Work out how many lines of the material contain the string "motorcycle"; the answer is that number only.

- _Record excerpts_
##############################

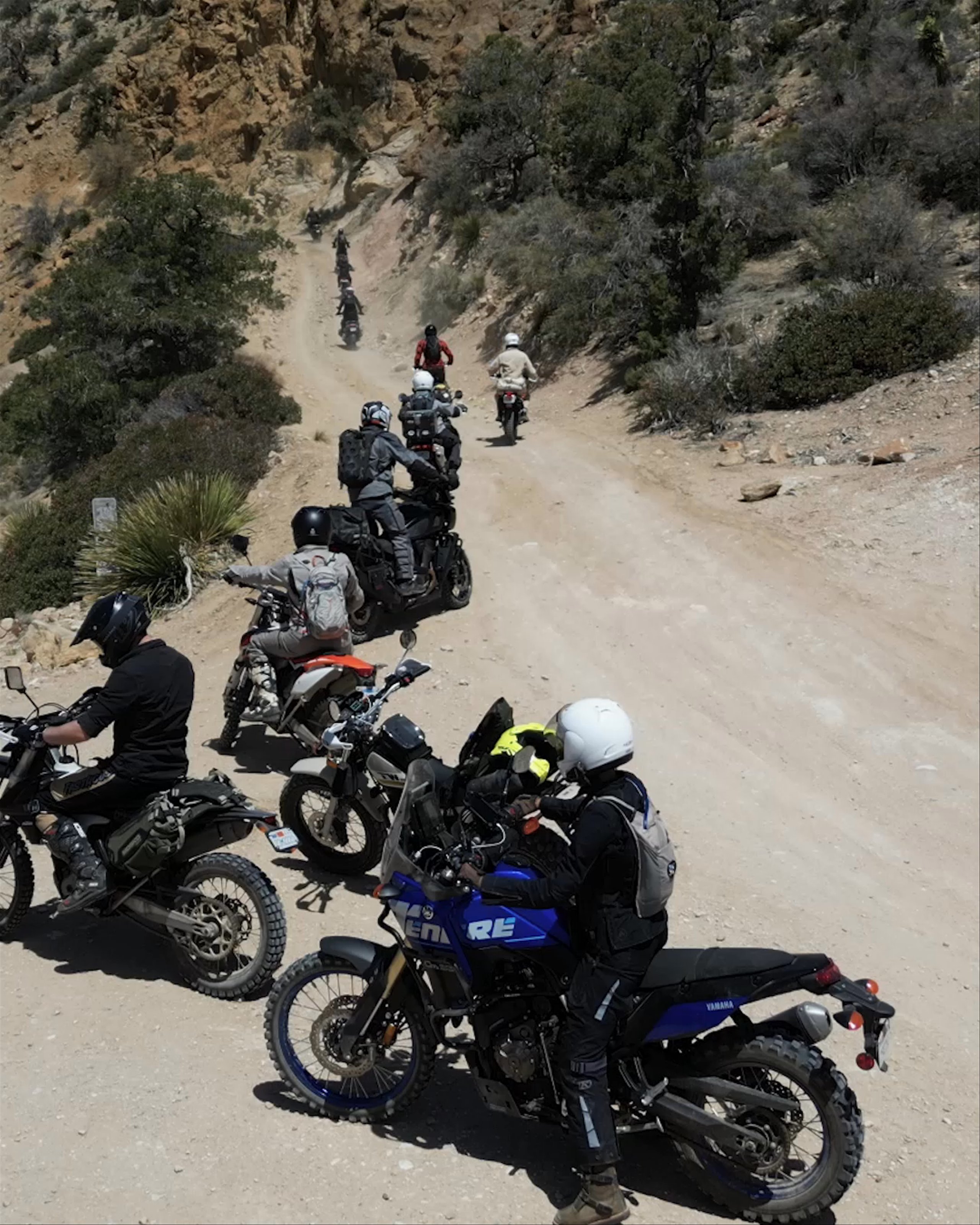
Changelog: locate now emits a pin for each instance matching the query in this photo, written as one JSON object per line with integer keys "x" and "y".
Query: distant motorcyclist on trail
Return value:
{"x": 366, "y": 466}
{"x": 324, "y": 592}
{"x": 147, "y": 700}
{"x": 608, "y": 873}
{"x": 426, "y": 397}
{"x": 433, "y": 354}
{"x": 513, "y": 371}
{"x": 350, "y": 309}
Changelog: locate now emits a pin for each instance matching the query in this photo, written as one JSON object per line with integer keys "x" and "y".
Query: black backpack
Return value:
{"x": 354, "y": 459}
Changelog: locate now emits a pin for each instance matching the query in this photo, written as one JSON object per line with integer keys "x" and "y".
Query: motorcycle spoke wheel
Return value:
{"x": 16, "y": 880}
{"x": 244, "y": 940}
{"x": 336, "y": 835}
{"x": 808, "y": 1157}
{"x": 305, "y": 1016}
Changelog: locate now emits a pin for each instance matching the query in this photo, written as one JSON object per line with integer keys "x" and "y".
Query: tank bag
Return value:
{"x": 354, "y": 459}
{"x": 658, "y": 861}
{"x": 323, "y": 599}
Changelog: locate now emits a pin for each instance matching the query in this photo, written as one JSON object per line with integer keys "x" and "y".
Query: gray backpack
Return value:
{"x": 323, "y": 598}
{"x": 658, "y": 862}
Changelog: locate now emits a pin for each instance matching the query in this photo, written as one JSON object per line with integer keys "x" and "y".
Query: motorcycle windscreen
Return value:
{"x": 417, "y": 827}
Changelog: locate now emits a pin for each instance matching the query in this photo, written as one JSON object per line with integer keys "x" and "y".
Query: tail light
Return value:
{"x": 828, "y": 975}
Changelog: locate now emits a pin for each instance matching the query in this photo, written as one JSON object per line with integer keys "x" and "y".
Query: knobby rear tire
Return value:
{"x": 14, "y": 853}
{"x": 259, "y": 974}
{"x": 841, "y": 1116}
{"x": 328, "y": 858}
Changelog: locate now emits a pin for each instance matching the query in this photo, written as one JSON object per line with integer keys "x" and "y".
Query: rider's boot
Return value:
{"x": 72, "y": 844}
{"x": 266, "y": 697}
{"x": 599, "y": 1202}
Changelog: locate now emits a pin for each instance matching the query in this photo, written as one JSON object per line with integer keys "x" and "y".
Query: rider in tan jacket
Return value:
{"x": 513, "y": 371}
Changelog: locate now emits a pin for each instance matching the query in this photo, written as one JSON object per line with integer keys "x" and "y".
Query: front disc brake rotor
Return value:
{"x": 226, "y": 924}
{"x": 325, "y": 1040}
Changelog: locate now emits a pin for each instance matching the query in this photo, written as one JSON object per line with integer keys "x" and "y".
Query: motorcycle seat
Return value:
{"x": 672, "y": 967}
{"x": 361, "y": 667}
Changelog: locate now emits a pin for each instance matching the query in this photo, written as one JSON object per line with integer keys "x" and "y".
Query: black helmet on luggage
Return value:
{"x": 310, "y": 526}
{"x": 117, "y": 623}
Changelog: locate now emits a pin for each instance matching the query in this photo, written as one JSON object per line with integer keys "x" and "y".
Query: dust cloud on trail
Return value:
{"x": 816, "y": 765}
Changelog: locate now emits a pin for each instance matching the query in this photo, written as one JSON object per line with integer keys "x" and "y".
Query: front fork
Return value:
{"x": 386, "y": 978}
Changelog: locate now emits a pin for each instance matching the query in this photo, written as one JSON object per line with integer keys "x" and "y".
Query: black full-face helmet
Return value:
{"x": 310, "y": 526}
{"x": 117, "y": 623}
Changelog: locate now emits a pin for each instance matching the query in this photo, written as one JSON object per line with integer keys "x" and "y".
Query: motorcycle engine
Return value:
{"x": 518, "y": 1055}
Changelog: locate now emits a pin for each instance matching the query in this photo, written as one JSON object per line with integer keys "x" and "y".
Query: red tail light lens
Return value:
{"x": 828, "y": 975}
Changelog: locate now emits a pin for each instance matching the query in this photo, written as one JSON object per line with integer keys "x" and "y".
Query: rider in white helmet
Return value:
{"x": 514, "y": 371}
{"x": 604, "y": 871}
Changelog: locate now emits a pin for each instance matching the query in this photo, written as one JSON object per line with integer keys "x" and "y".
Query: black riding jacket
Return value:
{"x": 599, "y": 870}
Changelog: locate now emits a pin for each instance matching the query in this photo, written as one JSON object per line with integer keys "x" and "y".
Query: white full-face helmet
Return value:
{"x": 593, "y": 734}
{"x": 423, "y": 381}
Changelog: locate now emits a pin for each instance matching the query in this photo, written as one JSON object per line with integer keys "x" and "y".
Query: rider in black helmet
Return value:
{"x": 149, "y": 699}
{"x": 312, "y": 538}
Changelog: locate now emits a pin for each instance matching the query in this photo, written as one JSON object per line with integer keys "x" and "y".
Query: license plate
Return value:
{"x": 282, "y": 840}
{"x": 884, "y": 1044}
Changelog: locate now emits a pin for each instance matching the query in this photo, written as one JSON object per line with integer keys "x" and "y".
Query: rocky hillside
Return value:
{"x": 216, "y": 86}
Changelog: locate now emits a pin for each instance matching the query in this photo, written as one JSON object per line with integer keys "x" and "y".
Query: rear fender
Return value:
{"x": 809, "y": 1021}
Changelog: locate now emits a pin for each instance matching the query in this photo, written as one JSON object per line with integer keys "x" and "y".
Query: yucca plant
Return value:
{"x": 166, "y": 541}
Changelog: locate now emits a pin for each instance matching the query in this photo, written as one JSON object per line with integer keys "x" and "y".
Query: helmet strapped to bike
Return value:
{"x": 375, "y": 413}
{"x": 310, "y": 526}
{"x": 117, "y": 623}
{"x": 423, "y": 381}
{"x": 593, "y": 734}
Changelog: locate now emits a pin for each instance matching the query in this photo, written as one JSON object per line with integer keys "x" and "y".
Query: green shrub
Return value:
{"x": 182, "y": 525}
{"x": 691, "y": 387}
{"x": 842, "y": 345}
{"x": 81, "y": 28}
{"x": 98, "y": 117}
{"x": 873, "y": 234}
{"x": 36, "y": 563}
{"x": 446, "y": 293}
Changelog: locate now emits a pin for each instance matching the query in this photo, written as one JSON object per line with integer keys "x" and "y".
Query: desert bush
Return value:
{"x": 763, "y": 206}
{"x": 113, "y": 162}
{"x": 691, "y": 387}
{"x": 446, "y": 293}
{"x": 873, "y": 234}
{"x": 81, "y": 28}
{"x": 176, "y": 528}
{"x": 98, "y": 117}
{"x": 843, "y": 343}
{"x": 36, "y": 563}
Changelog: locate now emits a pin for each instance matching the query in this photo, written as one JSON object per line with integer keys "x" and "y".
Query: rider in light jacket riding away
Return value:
{"x": 602, "y": 873}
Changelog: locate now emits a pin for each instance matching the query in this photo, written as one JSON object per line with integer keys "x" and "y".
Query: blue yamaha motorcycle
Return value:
{"x": 763, "y": 1121}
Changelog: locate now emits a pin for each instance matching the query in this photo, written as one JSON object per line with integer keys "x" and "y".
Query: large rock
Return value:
{"x": 49, "y": 646}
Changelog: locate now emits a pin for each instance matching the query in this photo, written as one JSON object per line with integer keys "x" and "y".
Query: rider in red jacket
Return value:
{"x": 433, "y": 354}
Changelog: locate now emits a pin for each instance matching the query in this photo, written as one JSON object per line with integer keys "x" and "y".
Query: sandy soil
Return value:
{"x": 813, "y": 748}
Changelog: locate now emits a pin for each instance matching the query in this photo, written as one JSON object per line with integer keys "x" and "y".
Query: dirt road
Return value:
{"x": 815, "y": 758}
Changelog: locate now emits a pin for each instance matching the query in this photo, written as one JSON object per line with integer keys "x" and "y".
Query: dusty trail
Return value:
{"x": 784, "y": 728}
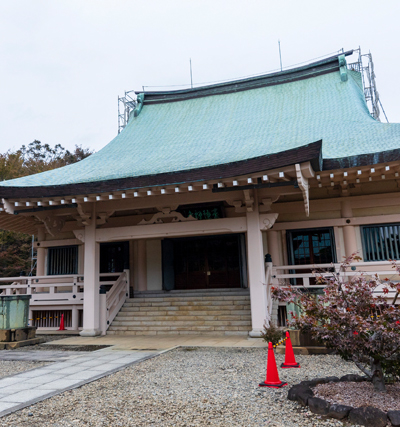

##############################

- _Response_
5